### What to do
Please locate every line in the items below that contains the word "stone" and copy each of those lines.

### Materials provided
■ ■ ■ ■ ■

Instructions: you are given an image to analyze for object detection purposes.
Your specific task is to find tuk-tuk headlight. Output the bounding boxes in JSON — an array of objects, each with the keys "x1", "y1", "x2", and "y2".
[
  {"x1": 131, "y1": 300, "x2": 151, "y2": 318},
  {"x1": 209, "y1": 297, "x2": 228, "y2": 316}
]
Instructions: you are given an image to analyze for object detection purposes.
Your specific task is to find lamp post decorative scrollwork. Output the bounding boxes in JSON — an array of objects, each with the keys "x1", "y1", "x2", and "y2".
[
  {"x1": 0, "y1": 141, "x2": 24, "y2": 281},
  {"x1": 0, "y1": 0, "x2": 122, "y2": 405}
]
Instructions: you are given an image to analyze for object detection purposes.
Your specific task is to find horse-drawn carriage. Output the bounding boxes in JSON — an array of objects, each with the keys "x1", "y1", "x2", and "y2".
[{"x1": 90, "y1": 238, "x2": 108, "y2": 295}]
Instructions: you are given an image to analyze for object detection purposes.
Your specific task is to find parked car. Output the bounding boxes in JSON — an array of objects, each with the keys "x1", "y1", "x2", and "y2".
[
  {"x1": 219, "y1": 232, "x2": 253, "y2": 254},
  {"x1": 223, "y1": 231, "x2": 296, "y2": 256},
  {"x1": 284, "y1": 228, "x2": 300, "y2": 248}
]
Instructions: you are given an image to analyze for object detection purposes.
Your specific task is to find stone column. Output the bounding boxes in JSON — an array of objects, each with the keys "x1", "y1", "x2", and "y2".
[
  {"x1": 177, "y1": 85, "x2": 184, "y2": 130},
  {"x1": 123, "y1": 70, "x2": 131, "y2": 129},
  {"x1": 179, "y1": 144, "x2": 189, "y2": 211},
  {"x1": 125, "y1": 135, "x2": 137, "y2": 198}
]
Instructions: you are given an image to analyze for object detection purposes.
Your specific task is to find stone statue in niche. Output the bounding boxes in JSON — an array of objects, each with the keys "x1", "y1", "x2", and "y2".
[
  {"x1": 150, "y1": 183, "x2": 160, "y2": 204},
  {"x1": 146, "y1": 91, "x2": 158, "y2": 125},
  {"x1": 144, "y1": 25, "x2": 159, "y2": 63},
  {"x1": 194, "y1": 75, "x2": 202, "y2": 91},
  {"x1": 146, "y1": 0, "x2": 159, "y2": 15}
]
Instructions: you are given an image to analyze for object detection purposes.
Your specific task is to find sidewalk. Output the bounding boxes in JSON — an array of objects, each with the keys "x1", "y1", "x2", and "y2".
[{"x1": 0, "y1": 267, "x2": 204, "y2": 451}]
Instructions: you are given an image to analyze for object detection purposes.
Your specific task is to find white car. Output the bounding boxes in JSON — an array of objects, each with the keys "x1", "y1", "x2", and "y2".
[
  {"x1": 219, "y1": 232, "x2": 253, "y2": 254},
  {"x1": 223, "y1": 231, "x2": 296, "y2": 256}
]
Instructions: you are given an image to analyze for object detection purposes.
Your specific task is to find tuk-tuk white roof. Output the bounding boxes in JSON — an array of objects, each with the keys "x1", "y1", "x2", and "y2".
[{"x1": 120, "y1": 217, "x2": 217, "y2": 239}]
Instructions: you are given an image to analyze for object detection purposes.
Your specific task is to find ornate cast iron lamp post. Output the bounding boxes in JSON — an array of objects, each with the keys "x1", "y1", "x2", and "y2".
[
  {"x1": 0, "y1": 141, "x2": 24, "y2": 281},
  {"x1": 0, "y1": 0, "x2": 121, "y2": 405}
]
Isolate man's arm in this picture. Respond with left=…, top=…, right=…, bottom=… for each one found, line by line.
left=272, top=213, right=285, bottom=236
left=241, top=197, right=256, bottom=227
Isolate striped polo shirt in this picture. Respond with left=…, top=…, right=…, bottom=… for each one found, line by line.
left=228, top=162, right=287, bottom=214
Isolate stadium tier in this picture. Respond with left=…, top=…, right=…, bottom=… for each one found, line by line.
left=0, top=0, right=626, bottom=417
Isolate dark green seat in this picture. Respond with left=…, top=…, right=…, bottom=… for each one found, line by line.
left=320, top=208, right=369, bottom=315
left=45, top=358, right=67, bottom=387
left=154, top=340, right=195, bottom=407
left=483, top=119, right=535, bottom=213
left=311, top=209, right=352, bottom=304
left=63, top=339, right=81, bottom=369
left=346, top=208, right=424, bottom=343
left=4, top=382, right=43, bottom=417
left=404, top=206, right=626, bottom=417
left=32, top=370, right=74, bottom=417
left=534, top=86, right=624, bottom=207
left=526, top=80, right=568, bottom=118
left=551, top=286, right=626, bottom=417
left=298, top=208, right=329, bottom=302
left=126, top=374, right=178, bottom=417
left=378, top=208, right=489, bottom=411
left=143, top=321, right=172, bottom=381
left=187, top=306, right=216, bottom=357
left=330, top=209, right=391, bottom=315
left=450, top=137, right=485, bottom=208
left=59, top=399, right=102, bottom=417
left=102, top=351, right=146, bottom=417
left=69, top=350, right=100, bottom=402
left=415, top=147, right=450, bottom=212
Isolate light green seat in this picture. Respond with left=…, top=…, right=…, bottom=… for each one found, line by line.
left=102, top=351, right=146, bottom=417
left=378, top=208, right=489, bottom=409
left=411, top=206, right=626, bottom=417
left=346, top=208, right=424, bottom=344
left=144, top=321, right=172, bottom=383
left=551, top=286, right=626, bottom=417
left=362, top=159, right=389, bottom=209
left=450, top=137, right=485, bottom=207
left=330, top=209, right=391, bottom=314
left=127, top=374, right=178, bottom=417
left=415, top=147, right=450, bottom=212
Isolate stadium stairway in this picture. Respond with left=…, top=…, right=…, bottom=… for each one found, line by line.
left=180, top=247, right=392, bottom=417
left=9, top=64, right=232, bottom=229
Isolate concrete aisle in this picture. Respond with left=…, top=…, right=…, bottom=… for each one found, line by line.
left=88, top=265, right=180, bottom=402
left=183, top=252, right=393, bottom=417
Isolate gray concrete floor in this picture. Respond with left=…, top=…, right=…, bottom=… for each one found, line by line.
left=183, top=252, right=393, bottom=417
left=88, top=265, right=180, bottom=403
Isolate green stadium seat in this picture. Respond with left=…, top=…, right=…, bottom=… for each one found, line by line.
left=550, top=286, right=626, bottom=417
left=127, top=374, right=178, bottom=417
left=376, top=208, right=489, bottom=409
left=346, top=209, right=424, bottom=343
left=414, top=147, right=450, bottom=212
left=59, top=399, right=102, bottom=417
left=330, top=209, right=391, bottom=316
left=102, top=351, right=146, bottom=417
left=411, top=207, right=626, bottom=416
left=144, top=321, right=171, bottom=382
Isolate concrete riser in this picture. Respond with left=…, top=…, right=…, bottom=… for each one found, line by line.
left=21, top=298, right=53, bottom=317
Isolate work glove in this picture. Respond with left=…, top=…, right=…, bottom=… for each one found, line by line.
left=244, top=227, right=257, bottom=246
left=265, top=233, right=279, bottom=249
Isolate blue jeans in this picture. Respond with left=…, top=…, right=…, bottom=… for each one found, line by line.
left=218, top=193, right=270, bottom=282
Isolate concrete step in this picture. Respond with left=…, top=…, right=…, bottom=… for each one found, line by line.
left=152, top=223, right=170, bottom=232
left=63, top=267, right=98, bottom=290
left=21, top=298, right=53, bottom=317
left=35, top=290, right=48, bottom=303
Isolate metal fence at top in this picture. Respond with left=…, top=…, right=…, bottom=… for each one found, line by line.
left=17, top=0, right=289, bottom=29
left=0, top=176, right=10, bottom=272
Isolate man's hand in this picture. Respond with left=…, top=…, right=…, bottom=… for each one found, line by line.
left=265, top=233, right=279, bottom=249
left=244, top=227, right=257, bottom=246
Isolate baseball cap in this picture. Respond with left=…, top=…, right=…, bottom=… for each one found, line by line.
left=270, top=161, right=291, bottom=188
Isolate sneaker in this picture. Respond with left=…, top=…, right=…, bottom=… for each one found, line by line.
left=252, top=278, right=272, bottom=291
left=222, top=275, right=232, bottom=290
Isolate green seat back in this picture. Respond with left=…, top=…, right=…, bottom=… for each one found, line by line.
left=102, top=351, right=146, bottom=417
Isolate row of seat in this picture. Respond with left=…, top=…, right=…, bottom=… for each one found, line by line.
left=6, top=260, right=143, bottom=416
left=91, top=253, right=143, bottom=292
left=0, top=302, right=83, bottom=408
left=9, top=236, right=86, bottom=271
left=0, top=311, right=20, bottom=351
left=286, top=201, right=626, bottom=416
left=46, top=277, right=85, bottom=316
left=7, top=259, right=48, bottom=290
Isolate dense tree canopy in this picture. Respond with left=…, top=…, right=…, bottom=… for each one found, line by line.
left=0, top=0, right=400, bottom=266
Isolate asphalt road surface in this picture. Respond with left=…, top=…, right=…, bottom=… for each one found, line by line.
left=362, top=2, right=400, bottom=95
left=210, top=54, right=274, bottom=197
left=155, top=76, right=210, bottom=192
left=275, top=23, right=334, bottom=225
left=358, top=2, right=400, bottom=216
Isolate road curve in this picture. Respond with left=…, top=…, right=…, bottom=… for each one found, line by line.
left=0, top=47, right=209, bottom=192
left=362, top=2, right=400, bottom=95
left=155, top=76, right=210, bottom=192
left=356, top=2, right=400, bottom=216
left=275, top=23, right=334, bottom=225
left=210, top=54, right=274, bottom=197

■ ■ ■ ■ ■

### Task solution
Your specific task is to find stone column. Output the bounding boxes in JSON — an array of objects, each with the keys "x1", "y1", "x2", and "y2".
Your specific task is to find stone statue in niche. Output the bounding boxes in JSON — an array of objects, each with the keys "x1", "y1", "x2", and "y2".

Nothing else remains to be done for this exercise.